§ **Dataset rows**
— start —

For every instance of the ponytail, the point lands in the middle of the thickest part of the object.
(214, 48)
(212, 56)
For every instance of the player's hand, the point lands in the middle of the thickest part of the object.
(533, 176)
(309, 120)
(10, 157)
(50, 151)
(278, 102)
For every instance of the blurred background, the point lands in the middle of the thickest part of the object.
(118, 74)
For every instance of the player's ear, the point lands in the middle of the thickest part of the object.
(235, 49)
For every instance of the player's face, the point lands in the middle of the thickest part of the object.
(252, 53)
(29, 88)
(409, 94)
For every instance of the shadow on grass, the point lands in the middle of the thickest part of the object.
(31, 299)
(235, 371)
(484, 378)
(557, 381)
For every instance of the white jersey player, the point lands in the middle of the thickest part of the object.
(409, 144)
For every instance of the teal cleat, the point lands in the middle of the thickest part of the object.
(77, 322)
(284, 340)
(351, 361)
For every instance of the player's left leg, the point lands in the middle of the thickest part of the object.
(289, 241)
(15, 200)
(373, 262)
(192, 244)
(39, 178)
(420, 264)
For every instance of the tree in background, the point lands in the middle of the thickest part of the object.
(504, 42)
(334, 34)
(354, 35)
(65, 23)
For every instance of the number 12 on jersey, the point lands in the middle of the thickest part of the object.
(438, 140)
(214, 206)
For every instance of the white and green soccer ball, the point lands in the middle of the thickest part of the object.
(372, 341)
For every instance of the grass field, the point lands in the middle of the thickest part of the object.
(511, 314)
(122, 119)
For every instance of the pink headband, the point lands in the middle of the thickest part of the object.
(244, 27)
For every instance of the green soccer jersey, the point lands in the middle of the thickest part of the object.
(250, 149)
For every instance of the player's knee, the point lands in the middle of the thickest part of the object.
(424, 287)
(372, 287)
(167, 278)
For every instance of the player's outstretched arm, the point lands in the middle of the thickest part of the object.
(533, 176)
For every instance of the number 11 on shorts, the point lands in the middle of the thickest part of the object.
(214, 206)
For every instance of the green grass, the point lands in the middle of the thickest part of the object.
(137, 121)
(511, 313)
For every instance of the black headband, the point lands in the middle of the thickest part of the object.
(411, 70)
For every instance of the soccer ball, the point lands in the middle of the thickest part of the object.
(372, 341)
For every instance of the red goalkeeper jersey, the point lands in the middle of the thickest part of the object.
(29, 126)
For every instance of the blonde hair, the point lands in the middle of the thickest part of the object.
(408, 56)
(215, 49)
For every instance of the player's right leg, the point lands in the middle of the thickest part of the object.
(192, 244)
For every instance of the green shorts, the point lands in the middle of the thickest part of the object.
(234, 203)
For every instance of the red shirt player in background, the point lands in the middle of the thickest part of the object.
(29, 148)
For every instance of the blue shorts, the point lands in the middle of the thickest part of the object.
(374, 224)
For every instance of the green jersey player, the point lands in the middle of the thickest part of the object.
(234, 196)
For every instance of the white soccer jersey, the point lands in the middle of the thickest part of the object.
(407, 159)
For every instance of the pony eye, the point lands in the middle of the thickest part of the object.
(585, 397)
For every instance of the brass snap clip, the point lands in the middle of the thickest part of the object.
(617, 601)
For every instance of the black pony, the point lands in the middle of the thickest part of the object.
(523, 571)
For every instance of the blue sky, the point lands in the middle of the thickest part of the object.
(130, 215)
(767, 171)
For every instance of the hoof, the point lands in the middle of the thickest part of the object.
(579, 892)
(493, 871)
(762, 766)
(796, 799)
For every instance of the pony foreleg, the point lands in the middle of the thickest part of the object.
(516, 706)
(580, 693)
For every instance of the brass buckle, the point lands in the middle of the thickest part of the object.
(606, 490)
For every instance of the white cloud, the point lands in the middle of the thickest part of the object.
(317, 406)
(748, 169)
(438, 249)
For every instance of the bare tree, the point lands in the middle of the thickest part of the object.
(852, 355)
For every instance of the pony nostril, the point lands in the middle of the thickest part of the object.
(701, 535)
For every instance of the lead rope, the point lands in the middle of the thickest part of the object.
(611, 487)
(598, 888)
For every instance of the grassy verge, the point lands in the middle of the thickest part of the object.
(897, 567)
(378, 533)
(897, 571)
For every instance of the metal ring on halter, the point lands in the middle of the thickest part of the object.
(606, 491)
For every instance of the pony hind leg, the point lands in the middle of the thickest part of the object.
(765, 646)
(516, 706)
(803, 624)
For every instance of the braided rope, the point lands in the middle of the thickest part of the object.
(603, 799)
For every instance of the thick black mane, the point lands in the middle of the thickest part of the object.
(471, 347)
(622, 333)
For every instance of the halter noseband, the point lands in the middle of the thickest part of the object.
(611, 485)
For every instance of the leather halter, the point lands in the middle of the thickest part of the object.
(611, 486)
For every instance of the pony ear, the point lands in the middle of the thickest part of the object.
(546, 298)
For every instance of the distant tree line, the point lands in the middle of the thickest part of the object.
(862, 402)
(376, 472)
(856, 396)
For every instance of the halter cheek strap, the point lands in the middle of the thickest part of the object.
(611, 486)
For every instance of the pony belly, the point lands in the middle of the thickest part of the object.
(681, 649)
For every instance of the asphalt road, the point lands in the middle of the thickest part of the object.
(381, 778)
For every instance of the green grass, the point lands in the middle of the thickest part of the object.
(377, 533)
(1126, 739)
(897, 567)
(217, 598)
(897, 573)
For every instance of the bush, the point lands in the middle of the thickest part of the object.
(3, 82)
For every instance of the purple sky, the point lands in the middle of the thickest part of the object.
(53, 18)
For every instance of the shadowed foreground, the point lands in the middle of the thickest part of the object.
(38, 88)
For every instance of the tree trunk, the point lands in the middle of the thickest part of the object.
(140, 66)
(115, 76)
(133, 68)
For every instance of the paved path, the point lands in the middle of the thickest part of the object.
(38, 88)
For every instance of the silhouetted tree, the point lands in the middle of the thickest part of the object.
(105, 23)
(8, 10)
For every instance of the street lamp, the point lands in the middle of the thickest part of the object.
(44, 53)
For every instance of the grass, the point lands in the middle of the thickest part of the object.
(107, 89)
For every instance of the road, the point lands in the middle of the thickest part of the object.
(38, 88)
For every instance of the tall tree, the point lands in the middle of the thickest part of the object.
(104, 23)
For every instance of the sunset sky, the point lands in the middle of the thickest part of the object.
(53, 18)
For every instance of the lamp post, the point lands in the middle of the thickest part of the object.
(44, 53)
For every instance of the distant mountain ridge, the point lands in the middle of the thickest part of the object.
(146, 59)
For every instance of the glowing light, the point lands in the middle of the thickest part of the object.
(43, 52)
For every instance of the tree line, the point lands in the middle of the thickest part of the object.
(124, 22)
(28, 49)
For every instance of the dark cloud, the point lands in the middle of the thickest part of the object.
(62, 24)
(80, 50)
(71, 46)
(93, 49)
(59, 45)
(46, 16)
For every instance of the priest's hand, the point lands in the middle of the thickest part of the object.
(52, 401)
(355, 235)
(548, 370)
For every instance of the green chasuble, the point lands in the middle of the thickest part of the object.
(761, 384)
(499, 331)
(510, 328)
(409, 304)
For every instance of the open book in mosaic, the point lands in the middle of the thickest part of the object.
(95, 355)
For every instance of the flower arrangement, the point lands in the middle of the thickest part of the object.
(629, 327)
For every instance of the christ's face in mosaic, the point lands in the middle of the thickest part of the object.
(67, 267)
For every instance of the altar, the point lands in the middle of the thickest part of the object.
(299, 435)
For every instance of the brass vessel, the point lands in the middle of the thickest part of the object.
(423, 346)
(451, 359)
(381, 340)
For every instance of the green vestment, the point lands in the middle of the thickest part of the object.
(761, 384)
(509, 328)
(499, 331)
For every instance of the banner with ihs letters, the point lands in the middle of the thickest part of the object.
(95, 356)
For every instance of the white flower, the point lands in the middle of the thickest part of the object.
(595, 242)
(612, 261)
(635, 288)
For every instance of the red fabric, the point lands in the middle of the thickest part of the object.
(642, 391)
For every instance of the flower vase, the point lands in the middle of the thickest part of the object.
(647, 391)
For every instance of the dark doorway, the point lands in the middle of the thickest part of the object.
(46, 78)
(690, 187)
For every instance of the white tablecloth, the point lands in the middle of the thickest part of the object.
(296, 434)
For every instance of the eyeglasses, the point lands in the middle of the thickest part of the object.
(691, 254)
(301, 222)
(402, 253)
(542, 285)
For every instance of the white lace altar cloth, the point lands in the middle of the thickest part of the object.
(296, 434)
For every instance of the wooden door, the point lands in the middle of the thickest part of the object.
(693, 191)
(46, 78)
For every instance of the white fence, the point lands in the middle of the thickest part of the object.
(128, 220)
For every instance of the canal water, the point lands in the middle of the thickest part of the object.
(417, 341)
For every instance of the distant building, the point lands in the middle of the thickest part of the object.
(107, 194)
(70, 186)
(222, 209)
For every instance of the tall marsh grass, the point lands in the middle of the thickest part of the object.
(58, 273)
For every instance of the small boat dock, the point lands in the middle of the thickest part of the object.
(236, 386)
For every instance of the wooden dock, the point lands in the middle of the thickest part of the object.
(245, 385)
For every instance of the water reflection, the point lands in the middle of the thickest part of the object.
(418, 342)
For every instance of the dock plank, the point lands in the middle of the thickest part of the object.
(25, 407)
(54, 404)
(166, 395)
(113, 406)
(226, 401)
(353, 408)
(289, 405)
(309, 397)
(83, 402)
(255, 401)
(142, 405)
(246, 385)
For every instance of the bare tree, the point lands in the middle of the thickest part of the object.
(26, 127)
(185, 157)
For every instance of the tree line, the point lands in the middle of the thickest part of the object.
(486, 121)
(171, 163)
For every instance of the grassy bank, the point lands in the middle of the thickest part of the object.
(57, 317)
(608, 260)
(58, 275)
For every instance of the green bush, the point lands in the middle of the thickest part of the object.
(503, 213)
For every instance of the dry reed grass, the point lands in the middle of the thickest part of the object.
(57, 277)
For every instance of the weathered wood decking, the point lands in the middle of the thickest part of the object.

— end —

§ **PROBLEM REQUIREMENTS**
Everything from the line that contains "For every instance of the dock" through the end of the records must be duplicated exactly, and nothing outside that range.

§ **TASK ANSWER**
For every instance of the dock plank, the point lands in the middle of the thickest part of the object.
(25, 407)
(54, 404)
(166, 395)
(113, 406)
(226, 401)
(353, 408)
(289, 405)
(309, 397)
(83, 402)
(255, 401)
(142, 405)
(246, 385)
For every instance of the bare tree, the point lands in the middle of the thickest part of the object.
(26, 127)
(185, 157)
For every instance of the tree line, the point lands in the middle of the thickest part of the object.
(486, 121)
(171, 163)
For every instance of the grassy bank, the point lands in the middle of the thickest part of the object.
(57, 317)
(608, 260)
(58, 275)
For every instance of the green bush, the point lands in the middle of the thickest part of the object.
(503, 213)
For every instance of the dry reed grass, the point lands in the middle of the thickest part of the object.
(57, 277)
For every instance of the weathered wood decking, the point lands in the middle of the thickest part of the object.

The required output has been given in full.